--- THE DATA ---
◆ ◆ ◆ ◆ ◆

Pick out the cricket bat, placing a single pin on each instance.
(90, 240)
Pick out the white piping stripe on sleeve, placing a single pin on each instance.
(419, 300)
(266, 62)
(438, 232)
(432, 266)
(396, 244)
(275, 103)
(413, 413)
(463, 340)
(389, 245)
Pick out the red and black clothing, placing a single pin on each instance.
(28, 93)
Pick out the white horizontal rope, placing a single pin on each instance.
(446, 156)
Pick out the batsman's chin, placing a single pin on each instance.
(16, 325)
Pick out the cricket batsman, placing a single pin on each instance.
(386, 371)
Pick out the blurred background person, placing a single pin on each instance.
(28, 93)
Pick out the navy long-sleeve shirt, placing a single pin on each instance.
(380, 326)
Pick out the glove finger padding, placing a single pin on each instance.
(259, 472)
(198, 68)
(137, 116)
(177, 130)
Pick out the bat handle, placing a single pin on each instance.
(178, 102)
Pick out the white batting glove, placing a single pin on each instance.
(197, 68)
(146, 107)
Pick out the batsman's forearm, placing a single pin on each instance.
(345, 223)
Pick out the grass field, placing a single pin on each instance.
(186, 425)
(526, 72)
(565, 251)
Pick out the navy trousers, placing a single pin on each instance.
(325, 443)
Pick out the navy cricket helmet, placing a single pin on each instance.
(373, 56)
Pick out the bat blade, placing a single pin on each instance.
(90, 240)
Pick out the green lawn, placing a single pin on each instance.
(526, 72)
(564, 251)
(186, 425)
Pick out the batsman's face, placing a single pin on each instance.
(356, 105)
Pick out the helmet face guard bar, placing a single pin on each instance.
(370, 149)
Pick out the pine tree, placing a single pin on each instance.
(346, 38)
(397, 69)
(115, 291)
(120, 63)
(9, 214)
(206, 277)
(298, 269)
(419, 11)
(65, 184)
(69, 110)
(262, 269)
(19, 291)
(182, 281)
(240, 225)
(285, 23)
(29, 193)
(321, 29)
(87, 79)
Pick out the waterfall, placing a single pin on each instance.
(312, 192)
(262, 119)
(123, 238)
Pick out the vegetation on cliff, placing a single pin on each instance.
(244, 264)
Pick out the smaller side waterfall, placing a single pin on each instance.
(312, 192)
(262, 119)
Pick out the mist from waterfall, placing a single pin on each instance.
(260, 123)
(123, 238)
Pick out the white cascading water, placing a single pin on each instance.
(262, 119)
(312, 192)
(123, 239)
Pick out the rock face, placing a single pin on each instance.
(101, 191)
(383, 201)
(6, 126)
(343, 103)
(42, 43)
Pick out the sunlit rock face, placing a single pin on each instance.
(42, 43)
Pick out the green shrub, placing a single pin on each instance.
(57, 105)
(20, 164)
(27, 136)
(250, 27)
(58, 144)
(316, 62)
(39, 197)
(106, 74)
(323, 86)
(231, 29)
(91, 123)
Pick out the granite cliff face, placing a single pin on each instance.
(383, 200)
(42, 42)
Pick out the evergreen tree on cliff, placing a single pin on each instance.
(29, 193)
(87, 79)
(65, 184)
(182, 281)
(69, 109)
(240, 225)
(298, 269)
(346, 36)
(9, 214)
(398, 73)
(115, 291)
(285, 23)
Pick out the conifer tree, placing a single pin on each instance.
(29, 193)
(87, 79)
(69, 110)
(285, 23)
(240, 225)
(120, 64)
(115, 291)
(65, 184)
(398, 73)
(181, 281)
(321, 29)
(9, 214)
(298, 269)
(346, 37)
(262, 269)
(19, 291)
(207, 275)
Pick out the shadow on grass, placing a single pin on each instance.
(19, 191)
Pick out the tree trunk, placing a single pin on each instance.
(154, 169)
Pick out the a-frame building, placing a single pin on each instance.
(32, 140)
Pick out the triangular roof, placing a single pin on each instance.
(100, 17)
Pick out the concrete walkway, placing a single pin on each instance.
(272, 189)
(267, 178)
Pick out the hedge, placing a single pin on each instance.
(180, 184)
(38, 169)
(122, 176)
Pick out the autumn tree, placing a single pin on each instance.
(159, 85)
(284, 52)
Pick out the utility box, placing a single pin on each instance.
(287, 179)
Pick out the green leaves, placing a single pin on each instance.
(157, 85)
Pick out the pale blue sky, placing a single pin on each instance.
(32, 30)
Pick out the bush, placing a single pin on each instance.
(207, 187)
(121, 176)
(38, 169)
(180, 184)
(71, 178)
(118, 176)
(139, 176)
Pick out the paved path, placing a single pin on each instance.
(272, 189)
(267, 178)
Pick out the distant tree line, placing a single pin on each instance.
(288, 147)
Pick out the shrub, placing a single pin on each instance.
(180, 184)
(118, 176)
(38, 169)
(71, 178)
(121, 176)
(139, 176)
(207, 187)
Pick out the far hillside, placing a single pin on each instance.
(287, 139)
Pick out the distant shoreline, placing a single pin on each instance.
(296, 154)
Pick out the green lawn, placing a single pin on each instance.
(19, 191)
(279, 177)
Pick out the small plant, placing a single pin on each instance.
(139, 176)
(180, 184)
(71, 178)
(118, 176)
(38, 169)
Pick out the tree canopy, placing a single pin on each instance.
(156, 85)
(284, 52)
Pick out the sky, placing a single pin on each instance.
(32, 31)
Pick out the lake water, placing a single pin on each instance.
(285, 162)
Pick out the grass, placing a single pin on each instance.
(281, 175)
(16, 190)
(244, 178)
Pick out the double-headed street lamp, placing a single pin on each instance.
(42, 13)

◆ ◆ ◆ ◆ ◆

--- EXERCISE ---
Rewrite all of the records above, replacing "placing a single pin" with "marking one point" each time it occurs. Leave everything else unchanged.

--- WRITTEN ANSWER ---
Pick out the cricket bat, marking one point on each instance.
(90, 240)
Pick out the white piping stripe on sleeve, marking one point on each instance.
(419, 300)
(266, 62)
(438, 232)
(432, 266)
(396, 244)
(275, 103)
(413, 413)
(463, 340)
(389, 245)
Pick out the red and black clothing, marking one point on each instance.
(28, 93)
Pick out the white horizontal rope, marking one point on each instance.
(446, 156)
Pick out the batsman's chin, marking one point on each instance.
(16, 325)
Pick out the cricket batsman, marking one point on each instance.
(386, 371)
Pick out the blurred background person, marking one point on each instance.
(28, 93)
Pick out the navy long-sleeve shirt, marking one point on each instance.
(380, 326)
Pick out the glove finger padding, marking one point on each instance.
(259, 472)
(198, 68)
(137, 116)
(177, 130)
Pick out the bat handle, marking one point on each instance.
(178, 102)
Pick out the white batting glove, marking one point on each instance.
(197, 68)
(146, 107)
Pick out the batsman's forearm, marking one point on each instance.
(345, 223)
Pick out the grass field, marking one point on each instance.
(186, 425)
(526, 72)
(565, 251)
Pick out the navy trousers, marking one point on each instance.
(325, 443)
Pick out the navy cricket helmet, marking one point on each instance.
(373, 56)
Pick out the bat blade, marking one point on each instance.
(90, 240)
Pick out the green lawn, marking one point on each instance.
(526, 72)
(564, 251)
(186, 425)
Pick out the batsman's face, marking one point on each instance.
(356, 105)
Pick out the helmet face guard bar, marking one point on each instance.
(370, 149)
Pick out the pine tree, marking one point on each instance.
(346, 38)
(397, 69)
(115, 291)
(120, 63)
(9, 214)
(206, 277)
(298, 269)
(419, 11)
(65, 184)
(69, 110)
(262, 269)
(19, 291)
(182, 281)
(240, 225)
(285, 23)
(29, 193)
(321, 29)
(87, 79)
Pick out the waterfall, marking one point on each instance.
(312, 192)
(262, 119)
(123, 238)
Pick out the vegetation on cliff, marking one point on each instance.
(244, 264)
Pick out the smaller side waterfall, marking one point on each instance.
(312, 192)
(262, 119)
Pick out the mist from waterfall, marking one point on each instance.
(260, 123)
(123, 238)
Pick out the white cascading water, marking one point on each instance.
(262, 119)
(312, 192)
(123, 239)
Pick out the rock face, marking one point on each instance.
(101, 191)
(383, 201)
(6, 126)
(343, 103)
(42, 43)
Pick out the sunlit rock face, marking one point on each instance.
(42, 43)
Pick out the green shrub, marking one point on each instance.
(57, 105)
(20, 164)
(27, 136)
(250, 27)
(58, 144)
(316, 62)
(39, 197)
(106, 74)
(323, 86)
(231, 29)
(91, 123)
Pick out the granite cliff face, marking one point on each instance.
(383, 200)
(42, 42)
Pick out the evergreen tree on cliff, marking one point on each instance.
(29, 193)
(87, 79)
(65, 184)
(182, 281)
(69, 109)
(240, 225)
(298, 269)
(346, 36)
(9, 214)
(398, 73)
(115, 291)
(285, 23)
Pick out the conifer tree, marking one point on each instance.
(29, 193)
(87, 79)
(69, 110)
(285, 23)
(240, 225)
(120, 64)
(115, 291)
(65, 184)
(398, 73)
(181, 281)
(321, 29)
(9, 214)
(298, 269)
(346, 37)
(262, 269)
(19, 291)
(207, 275)
Pick out the shadow on grass, marking one point on each instance.
(19, 191)
Pick out the tree trunk, marking one point on each instance.
(154, 169)
Pick out the a-frame building, marking one point on each instance.
(32, 140)
Pick out the triangular roof, marking one point on each instance.
(100, 17)
Pick out the concrete walkway, marking one point on each instance.
(272, 189)
(267, 178)
Pick out the hedge, marking one point on each instance.
(180, 184)
(38, 169)
(122, 176)
Pick out the autumn tree, marking one point on each instance.
(159, 85)
(284, 52)
Pick out the utility box, marking one point on each instance.
(287, 179)
Pick out the green leaves, marking one point on each instance.
(157, 85)
Pick out the pale blue sky, marking one point on each instance.
(32, 30)
Pick out the bush, marking one point on each instance.
(207, 187)
(121, 176)
(38, 169)
(180, 184)
(71, 178)
(118, 176)
(139, 176)
Pick out the paved path, marking one point on each instance.
(272, 189)
(267, 178)
Pick out the distant tree line, marking one point on each instance.
(288, 147)
Pick out the shrub, marking one point on each instance.
(180, 184)
(118, 176)
(38, 169)
(71, 178)
(121, 176)
(139, 176)
(207, 187)
Pick out the far hillside, marking one point on each instance.
(287, 139)
Pick out the distant shoreline, marking one point on each instance.
(296, 154)
Pick out the green lawn, marking one point on each instance.
(19, 191)
(279, 177)
Pick out the small plant, marking one point on each instance.
(139, 176)
(180, 184)
(71, 178)
(118, 176)
(38, 169)
Pick out the tree canopy, marking one point on each instance.
(156, 85)
(284, 52)
Pick out the sky, marking one point on each instance.
(32, 31)
Pick out the lake water, marking one point on each instance.
(285, 162)
Pick out the grass, marking one point on each instance.
(281, 175)
(16, 190)
(244, 178)
Pick out the double-headed street lamp, marking one point on each instance.
(42, 13)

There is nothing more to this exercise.